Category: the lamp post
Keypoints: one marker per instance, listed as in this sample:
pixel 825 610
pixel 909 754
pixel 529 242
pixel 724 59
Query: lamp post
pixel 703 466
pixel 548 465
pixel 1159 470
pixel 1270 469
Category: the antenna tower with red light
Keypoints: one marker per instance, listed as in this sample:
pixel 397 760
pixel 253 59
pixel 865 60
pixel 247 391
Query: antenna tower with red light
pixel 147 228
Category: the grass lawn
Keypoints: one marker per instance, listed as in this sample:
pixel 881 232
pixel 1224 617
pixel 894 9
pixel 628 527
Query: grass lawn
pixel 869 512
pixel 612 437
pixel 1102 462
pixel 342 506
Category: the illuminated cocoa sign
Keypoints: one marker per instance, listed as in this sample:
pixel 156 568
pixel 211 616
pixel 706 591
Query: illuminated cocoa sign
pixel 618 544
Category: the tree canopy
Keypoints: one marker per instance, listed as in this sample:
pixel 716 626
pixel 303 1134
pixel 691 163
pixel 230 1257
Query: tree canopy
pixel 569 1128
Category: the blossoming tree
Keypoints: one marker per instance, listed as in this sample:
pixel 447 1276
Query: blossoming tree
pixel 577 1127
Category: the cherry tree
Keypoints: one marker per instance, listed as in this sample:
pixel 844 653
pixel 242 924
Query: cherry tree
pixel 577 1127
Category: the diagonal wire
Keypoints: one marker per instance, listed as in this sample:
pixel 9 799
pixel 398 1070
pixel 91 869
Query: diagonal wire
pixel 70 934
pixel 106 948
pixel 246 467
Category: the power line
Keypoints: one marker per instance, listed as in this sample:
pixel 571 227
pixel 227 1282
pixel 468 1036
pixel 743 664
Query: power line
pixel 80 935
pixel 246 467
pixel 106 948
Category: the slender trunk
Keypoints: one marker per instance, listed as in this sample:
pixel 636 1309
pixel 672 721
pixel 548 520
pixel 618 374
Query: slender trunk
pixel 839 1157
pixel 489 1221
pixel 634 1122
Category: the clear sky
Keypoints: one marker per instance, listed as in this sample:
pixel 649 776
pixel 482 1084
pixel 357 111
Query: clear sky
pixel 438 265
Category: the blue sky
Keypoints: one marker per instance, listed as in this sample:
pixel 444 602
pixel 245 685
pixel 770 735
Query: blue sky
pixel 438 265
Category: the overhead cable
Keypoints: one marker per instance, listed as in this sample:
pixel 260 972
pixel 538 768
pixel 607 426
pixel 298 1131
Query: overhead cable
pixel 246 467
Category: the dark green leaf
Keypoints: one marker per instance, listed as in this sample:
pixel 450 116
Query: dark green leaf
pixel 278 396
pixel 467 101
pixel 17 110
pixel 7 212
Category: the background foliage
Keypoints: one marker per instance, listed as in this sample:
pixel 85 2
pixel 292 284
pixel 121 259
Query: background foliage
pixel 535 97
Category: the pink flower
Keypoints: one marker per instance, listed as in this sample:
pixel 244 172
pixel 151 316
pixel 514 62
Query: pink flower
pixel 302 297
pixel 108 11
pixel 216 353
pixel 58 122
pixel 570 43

_Direction:_ Recast every line of the records above as a Markdown table with the columns Row and Line. Number the rows in order and leave out any blank lines.

_Exercise result:_
| Row | Line |
|---|---|
| 1 | Category: the lamp post |
| 2 | Keypoints: one marker per instance, listed as in this sample: |
| 3 | pixel 825 610 |
| 4 | pixel 909 754 |
| 5 | pixel 529 242 |
| 6 | pixel 724 59 |
| 7 | Query: lamp post |
| 8 | pixel 703 466 |
| 9 | pixel 548 465 |
| 10 | pixel 1159 470 |
| 11 | pixel 1270 469 |
| 12 | Category: the antenna tower with red light |
| 13 | Keypoints: one marker per instance, listed as in this sample: |
| 14 | pixel 397 760 |
| 15 | pixel 253 59 |
| 16 | pixel 865 60 |
| 17 | pixel 247 391 |
| 18 | Query: antenna tower with red light |
| 19 | pixel 147 228 |
| 20 | Category: the grass lawn |
| 21 | Keypoints: one marker per instance, listed as in this sample: |
| 22 | pixel 881 232 |
| 23 | pixel 1224 617 |
| 24 | pixel 894 9 |
| 25 | pixel 628 527 |
| 26 | Query: grass lawn |
| 27 | pixel 869 512 |
| 28 | pixel 612 437 |
| 29 | pixel 1102 462 |
| 30 | pixel 342 506 |
| 31 | Category: the illuminated cocoa sign |
| 32 | Keypoints: one marker per instance, listed as in this sample: |
| 33 | pixel 156 568 |
| 34 | pixel 211 616 |
| 35 | pixel 706 591 |
| 36 | Query: illuminated cocoa sign |
| 37 | pixel 618 544 |
| 38 | Category: the tree canopy |
| 39 | Keypoints: one marker per instance, listed as in this sample: |
| 40 | pixel 716 626 |
| 41 | pixel 303 1134 |
| 42 | pixel 691 163 |
| 43 | pixel 230 1257 |
| 44 | Query: tree canopy |
| 45 | pixel 569 1128 |
| 46 | Category: the blossoming tree |
| 47 | Keypoints: one marker per instance, listed as in this sample: |
| 48 | pixel 447 1276 |
| 49 | Query: blossoming tree |
| 50 | pixel 577 1127 |
| 51 | Category: the cherry tree |
| 52 | Keypoints: one marker per instance, listed as in this sample: |
| 53 | pixel 844 653 |
| 54 | pixel 242 924 |
| 55 | Query: cherry tree |
| 56 | pixel 577 1127 |
| 57 | Category: the diagonal wire |
| 58 | Keypoints: one marker per instance, listed as in this sample: |
| 59 | pixel 9 799 |
| 60 | pixel 398 1070 |
| 61 | pixel 91 869 |
| 62 | Query: diagonal wire |
| 63 | pixel 70 934 |
| 64 | pixel 106 948 |
| 65 | pixel 246 467 |
| 66 | Category: the power line |
| 67 | Keypoints: one marker per instance, listed as in this sample: |
| 68 | pixel 571 227 |
| 69 | pixel 227 1282 |
| 70 | pixel 468 1036 |
| 71 | pixel 743 664 |
| 72 | Query: power line |
| 73 | pixel 80 935 |
| 74 | pixel 246 467 |
| 75 | pixel 106 948 |
| 76 | Category: the slender trunk |
| 77 | Keypoints: one marker per instance, listed as in this sample: |
| 78 | pixel 636 1309 |
| 79 | pixel 672 721 |
| 80 | pixel 548 520 |
| 81 | pixel 618 374 |
| 82 | Query: slender trunk |
| 83 | pixel 839 1157 |
| 84 | pixel 489 1221 |
| 85 | pixel 634 1122 |
| 86 | Category: the clear sky |
| 87 | Keypoints: one marker per instance, listed as in this sample: |
| 88 | pixel 649 776 |
| 89 | pixel 482 1084 |
| 90 | pixel 357 111 |
| 91 | Query: clear sky |
| 92 | pixel 438 265 |
| 93 | Category: the blue sky |
| 94 | Keypoints: one marker per instance, listed as in this sample: |
| 95 | pixel 444 602 |
| 96 | pixel 245 685 |
| 97 | pixel 770 735 |
| 98 | Query: blue sky |
| 99 | pixel 438 265 |
| 100 | Category: the overhead cable |
| 101 | Keypoints: one marker per instance, listed as in this sample: |
| 102 | pixel 260 972 |
| 103 | pixel 538 768 |
| 104 | pixel 607 426 |
| 105 | pixel 298 1131 |
| 106 | Query: overhead cable |
| 107 | pixel 246 467 |
| 108 | Category: the dark green leaf |
| 109 | Keypoints: one marker per instance, listed as in this sample: |
| 110 | pixel 450 116 |
| 111 | Query: dark green leaf |
| 112 | pixel 278 396 |
| 113 | pixel 467 101 |
| 114 | pixel 17 110 |
| 115 | pixel 7 212 |
| 116 | Category: the background foliage |
| 117 | Keypoints: one marker per instance, listed as in this sample: |
| 118 | pixel 85 2 |
| 119 | pixel 292 284 |
| 120 | pixel 121 259 |
| 121 | Query: background foliage |
| 122 | pixel 535 97 |
| 123 | Category: the pink flower |
| 124 | Keypoints: one marker per instance, listed as in this sample: |
| 125 | pixel 244 172 |
| 126 | pixel 151 316 |
| 127 | pixel 514 62 |
| 128 | Query: pink flower |
| 129 | pixel 302 297 |
| 130 | pixel 108 11 |
| 131 | pixel 216 353 |
| 132 | pixel 58 122 |
| 133 | pixel 570 43 |